● **Text segment**
BEGIN

The residents staged a protest. They didn’t want him. From what I remember, their feeling was that his whole premise is that there’s something so horribly, horribly wrong with being in a wheelchair that a cure needs to be found.
This bugged people who, for whatever reason, would not be walking again or had never walked to begin with. It bugged them that he was in denial and instead of accepting what had happened and living his life, he makes it a huge crusade to cure spinal cord injury.
I think some people took it personally, like he was sending out the message out that being in a chair is for losers and he was going to fight it and everything that it entails with his last breath. Nobody likes being stereotyped like that.
Some people I talked to had mixed feelings because they felt although he was bringing attention to getting more research done he was also defining people by their handicaps.

END

(Natural language descriptions of regions)
BEGIN

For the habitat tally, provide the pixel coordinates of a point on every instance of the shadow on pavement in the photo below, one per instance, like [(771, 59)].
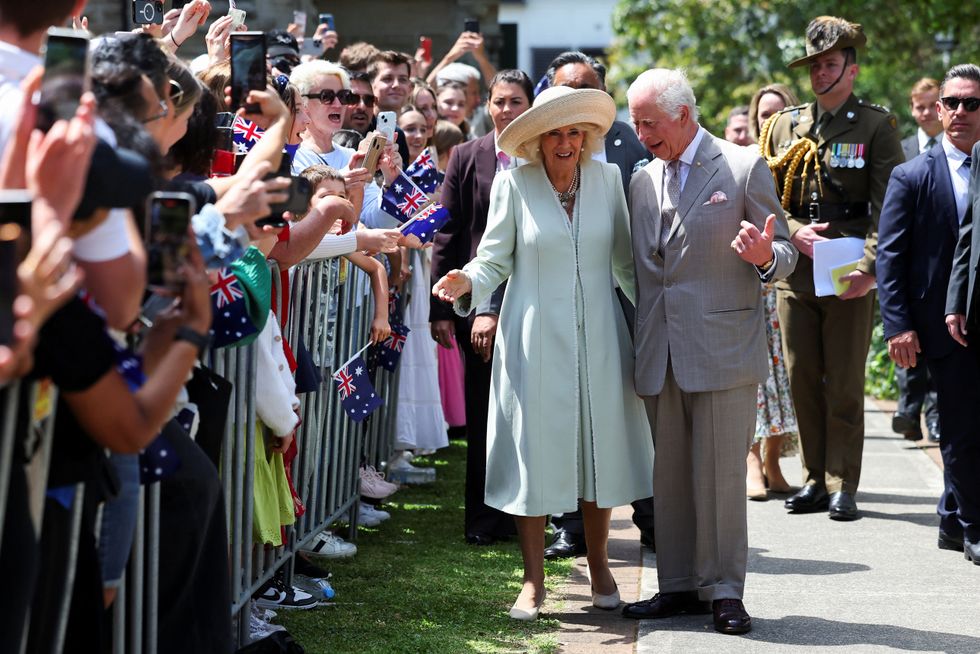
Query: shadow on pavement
[(922, 519), (807, 630), (770, 565), (891, 498)]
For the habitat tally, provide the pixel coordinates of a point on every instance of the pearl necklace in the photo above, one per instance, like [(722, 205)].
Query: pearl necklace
[(567, 196)]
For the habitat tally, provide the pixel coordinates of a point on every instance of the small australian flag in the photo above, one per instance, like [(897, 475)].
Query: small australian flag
[(245, 134), (231, 322), (390, 351), (403, 199), (357, 395), (428, 222), (424, 172)]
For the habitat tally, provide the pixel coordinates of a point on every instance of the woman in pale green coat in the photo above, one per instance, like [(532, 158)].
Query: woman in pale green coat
[(565, 423)]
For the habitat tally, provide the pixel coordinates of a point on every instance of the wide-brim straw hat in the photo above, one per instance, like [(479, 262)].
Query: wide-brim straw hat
[(556, 107)]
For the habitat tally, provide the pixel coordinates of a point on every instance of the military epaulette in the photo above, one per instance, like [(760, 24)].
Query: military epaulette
[(877, 107)]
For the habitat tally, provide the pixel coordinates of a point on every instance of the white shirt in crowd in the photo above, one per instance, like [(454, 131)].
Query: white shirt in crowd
[(959, 175)]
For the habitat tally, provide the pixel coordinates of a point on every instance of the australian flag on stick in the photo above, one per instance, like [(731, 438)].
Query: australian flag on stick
[(424, 172), (390, 351), (357, 394), (404, 199), (426, 223)]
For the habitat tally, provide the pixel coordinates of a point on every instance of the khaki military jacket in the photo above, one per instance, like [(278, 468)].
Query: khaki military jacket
[(857, 150)]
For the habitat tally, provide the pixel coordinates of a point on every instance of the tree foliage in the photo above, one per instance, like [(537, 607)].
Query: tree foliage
[(730, 48)]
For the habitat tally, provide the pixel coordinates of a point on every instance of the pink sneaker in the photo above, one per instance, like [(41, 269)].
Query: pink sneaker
[(373, 484)]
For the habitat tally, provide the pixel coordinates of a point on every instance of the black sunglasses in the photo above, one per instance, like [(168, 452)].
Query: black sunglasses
[(951, 103), (326, 96), (366, 98)]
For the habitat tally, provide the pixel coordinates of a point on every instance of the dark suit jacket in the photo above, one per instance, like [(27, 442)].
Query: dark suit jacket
[(624, 150), (466, 194), (962, 296), (910, 146), (917, 236)]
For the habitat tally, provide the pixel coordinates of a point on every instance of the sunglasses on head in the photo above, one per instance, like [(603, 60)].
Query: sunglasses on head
[(951, 103), (326, 96)]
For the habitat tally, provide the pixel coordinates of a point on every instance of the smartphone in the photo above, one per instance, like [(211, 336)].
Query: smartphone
[(66, 76), (299, 19), (247, 67), (237, 18), (148, 12), (167, 218), (375, 149), (15, 242), (386, 125), (300, 191)]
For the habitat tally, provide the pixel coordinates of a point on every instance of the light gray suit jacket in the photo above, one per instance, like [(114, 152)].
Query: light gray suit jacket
[(700, 301)]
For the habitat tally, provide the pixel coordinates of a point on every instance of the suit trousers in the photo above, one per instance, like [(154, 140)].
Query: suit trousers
[(479, 519), (702, 440), (825, 342), (917, 392), (957, 378)]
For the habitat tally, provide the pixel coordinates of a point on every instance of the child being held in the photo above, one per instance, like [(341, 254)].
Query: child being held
[(327, 181)]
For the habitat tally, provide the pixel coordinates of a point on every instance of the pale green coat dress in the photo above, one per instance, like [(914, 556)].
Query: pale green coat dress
[(560, 314)]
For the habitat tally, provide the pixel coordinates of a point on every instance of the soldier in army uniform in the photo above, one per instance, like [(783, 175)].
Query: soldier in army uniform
[(831, 160)]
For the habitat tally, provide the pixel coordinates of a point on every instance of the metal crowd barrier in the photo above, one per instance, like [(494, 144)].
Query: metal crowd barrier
[(330, 313)]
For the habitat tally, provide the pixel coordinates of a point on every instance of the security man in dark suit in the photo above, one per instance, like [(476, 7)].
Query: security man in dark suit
[(580, 71), (926, 201), (916, 390), (831, 160)]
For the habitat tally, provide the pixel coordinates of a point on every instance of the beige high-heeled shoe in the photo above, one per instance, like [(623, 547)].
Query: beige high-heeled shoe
[(606, 602), (527, 615)]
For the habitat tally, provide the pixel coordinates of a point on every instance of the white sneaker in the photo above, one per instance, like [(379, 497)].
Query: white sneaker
[(330, 546), (373, 484), (365, 517), (365, 510)]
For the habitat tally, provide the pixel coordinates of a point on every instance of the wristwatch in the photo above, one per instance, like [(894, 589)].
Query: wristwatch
[(197, 339)]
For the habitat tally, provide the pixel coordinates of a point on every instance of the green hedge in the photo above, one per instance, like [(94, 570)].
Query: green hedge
[(879, 381)]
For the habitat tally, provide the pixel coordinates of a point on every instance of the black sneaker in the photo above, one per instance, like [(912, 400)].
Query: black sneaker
[(276, 595)]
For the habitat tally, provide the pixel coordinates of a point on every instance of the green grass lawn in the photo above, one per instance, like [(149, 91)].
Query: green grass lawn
[(416, 586)]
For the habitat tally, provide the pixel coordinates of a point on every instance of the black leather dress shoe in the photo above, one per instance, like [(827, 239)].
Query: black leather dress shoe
[(907, 426), (808, 499), (971, 550), (565, 546), (842, 506), (731, 617), (665, 605), (951, 543), (482, 540)]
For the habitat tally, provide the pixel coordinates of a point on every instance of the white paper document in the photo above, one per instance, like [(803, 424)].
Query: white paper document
[(830, 254)]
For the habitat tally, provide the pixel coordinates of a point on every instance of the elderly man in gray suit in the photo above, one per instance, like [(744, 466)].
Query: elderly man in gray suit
[(707, 228)]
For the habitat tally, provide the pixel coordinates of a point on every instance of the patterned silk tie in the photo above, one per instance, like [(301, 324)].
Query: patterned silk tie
[(671, 197)]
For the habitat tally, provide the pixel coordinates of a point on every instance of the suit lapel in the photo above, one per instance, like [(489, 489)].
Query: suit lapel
[(703, 168), (944, 202)]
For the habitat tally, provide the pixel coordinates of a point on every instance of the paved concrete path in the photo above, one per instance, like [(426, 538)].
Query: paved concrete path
[(879, 584), (875, 585)]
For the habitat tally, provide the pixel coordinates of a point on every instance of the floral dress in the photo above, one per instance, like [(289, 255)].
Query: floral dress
[(774, 404)]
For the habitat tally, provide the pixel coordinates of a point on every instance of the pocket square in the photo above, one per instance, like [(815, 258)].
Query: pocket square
[(717, 198)]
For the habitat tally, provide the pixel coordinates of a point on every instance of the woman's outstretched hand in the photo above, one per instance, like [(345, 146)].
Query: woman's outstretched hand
[(453, 286)]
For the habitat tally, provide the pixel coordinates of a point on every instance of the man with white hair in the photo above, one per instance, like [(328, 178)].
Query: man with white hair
[(469, 77), (707, 227)]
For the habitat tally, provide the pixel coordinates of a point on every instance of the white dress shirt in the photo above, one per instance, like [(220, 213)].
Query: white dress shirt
[(959, 175)]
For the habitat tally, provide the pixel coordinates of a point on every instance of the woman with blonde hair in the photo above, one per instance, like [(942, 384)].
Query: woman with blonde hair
[(565, 424)]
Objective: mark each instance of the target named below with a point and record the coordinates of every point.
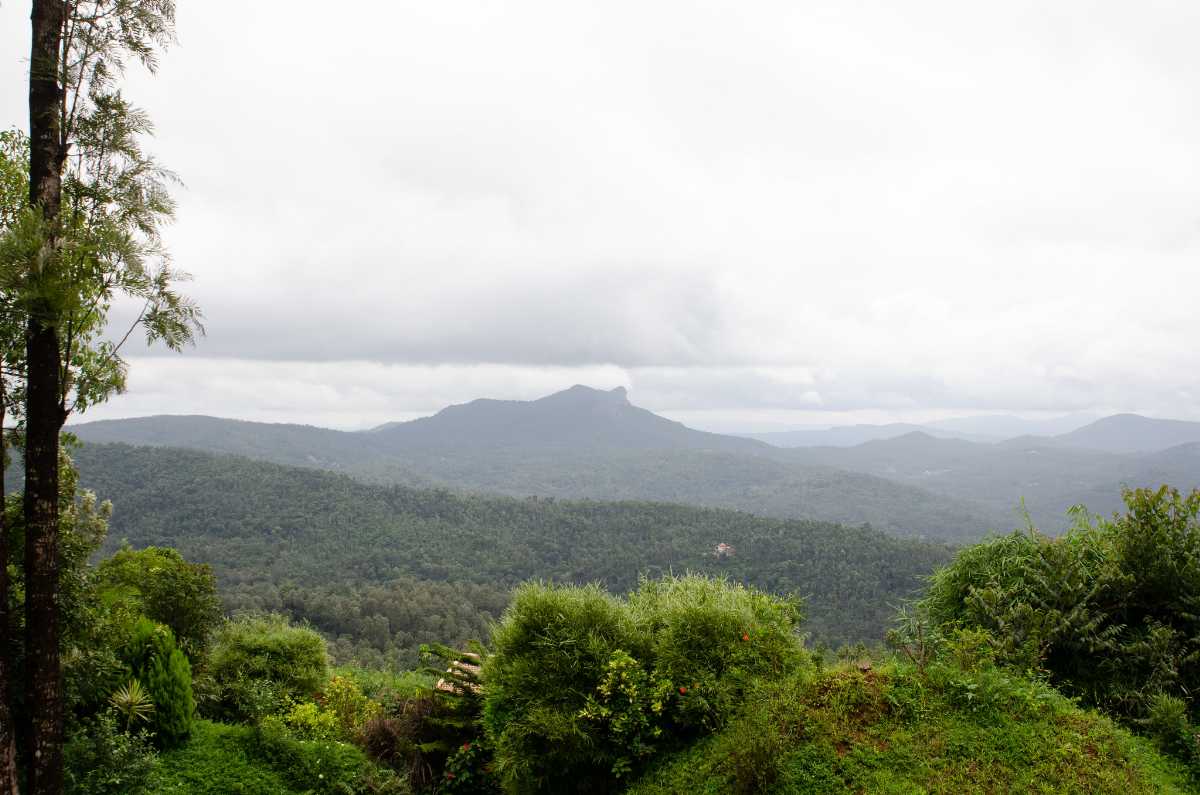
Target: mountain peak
(581, 393)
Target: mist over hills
(589, 443)
(333, 550)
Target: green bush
(552, 647)
(100, 759)
(583, 687)
(1110, 611)
(312, 766)
(165, 673)
(167, 589)
(259, 665)
(711, 637)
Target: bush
(582, 687)
(167, 589)
(259, 665)
(712, 637)
(1109, 610)
(552, 647)
(312, 766)
(351, 709)
(99, 759)
(165, 673)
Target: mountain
(1001, 426)
(1043, 473)
(1131, 434)
(580, 443)
(852, 435)
(579, 419)
(354, 557)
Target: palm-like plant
(133, 703)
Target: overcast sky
(751, 214)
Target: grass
(895, 729)
(219, 759)
(222, 759)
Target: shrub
(258, 665)
(167, 589)
(712, 637)
(351, 709)
(99, 759)
(1110, 611)
(166, 675)
(307, 721)
(552, 647)
(312, 766)
(582, 687)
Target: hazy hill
(1049, 477)
(852, 435)
(576, 443)
(1131, 434)
(276, 533)
(579, 419)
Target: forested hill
(579, 419)
(579, 443)
(388, 563)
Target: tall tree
(47, 153)
(97, 202)
(13, 193)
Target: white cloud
(759, 209)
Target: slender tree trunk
(43, 416)
(9, 783)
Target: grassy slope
(895, 730)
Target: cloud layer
(739, 210)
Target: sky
(753, 215)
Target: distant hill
(1001, 426)
(589, 443)
(1048, 476)
(1131, 434)
(579, 419)
(279, 535)
(852, 435)
(576, 443)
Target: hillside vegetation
(390, 567)
(587, 443)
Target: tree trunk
(9, 784)
(43, 416)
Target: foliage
(627, 707)
(222, 758)
(100, 759)
(382, 569)
(1110, 611)
(165, 671)
(712, 637)
(582, 687)
(167, 589)
(343, 699)
(468, 771)
(132, 703)
(169, 680)
(261, 663)
(895, 729)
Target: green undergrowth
(898, 729)
(222, 759)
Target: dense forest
(390, 567)
(671, 683)
(588, 443)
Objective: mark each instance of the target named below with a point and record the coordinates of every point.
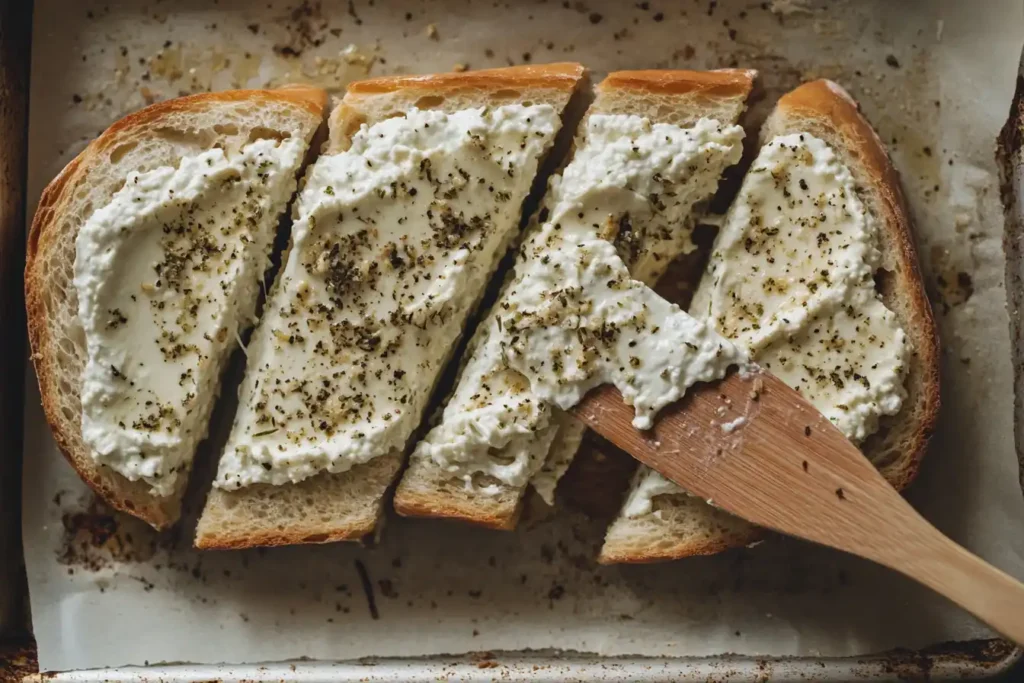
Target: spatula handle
(947, 568)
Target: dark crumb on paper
(368, 589)
(95, 537)
(17, 657)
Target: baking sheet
(935, 78)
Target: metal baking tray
(309, 26)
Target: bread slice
(679, 97)
(342, 506)
(681, 525)
(157, 136)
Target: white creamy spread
(394, 243)
(166, 274)
(573, 313)
(792, 281)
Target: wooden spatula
(754, 447)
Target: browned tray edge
(17, 648)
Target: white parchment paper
(936, 78)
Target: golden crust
(830, 105)
(823, 105)
(350, 114)
(725, 83)
(159, 512)
(682, 89)
(561, 76)
(460, 508)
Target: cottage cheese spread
(792, 281)
(394, 243)
(572, 317)
(166, 274)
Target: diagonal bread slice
(678, 97)
(346, 504)
(159, 136)
(680, 525)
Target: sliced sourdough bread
(427, 489)
(159, 136)
(679, 525)
(343, 501)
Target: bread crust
(355, 109)
(830, 104)
(723, 83)
(826, 108)
(117, 491)
(459, 508)
(658, 95)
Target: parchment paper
(936, 79)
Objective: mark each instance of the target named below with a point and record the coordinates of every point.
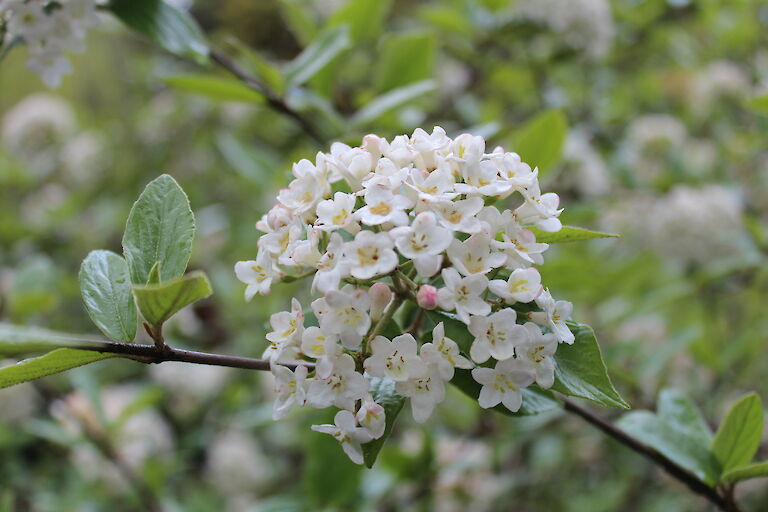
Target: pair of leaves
(157, 245)
(679, 432)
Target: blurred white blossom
(584, 24)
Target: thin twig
(152, 354)
(673, 469)
(274, 101)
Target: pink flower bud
(380, 295)
(427, 297)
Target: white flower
(429, 146)
(459, 215)
(345, 313)
(371, 416)
(504, 384)
(539, 209)
(330, 267)
(496, 335)
(538, 351)
(382, 206)
(520, 246)
(370, 254)
(483, 180)
(289, 388)
(473, 255)
(279, 241)
(352, 164)
(463, 294)
(556, 312)
(341, 388)
(523, 285)
(29, 20)
(428, 390)
(396, 359)
(320, 346)
(432, 186)
(448, 349)
(514, 171)
(258, 274)
(423, 241)
(381, 295)
(337, 213)
(346, 431)
(278, 217)
(303, 194)
(50, 64)
(303, 253)
(288, 328)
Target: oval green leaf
(580, 370)
(16, 340)
(56, 361)
(160, 228)
(540, 141)
(158, 303)
(738, 437)
(678, 446)
(105, 286)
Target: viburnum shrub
(388, 231)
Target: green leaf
(679, 412)
(759, 104)
(170, 27)
(674, 444)
(324, 48)
(160, 228)
(580, 370)
(330, 480)
(158, 303)
(738, 437)
(365, 18)
(535, 399)
(405, 58)
(215, 88)
(540, 141)
(389, 100)
(757, 470)
(105, 286)
(56, 361)
(154, 274)
(18, 340)
(383, 392)
(567, 234)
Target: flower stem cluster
(408, 220)
(49, 28)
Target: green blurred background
(664, 145)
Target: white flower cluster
(415, 215)
(49, 28)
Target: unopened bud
(427, 297)
(380, 295)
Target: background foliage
(642, 116)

END

● **Brief 1**
Answer these questions about the protest passage:
(a) What did the residents stage?
(b) According to some people with mixed feelings, what was he defining people by?
(c) What does nobody like, according to the passage?
● **Brief 2**
Copy word for word the part of the protest passage that opens with the words "Some people I" and closes with "by their handicaps.".

● **Result 1**
(a) A protest.
(b) Their handicaps.
(c) Being stereotyped like that.

● **Result 2**
Some people I talked to had mixed feelings because they felt although he was bringing attention to getting more research done he was also defining people by their handicaps.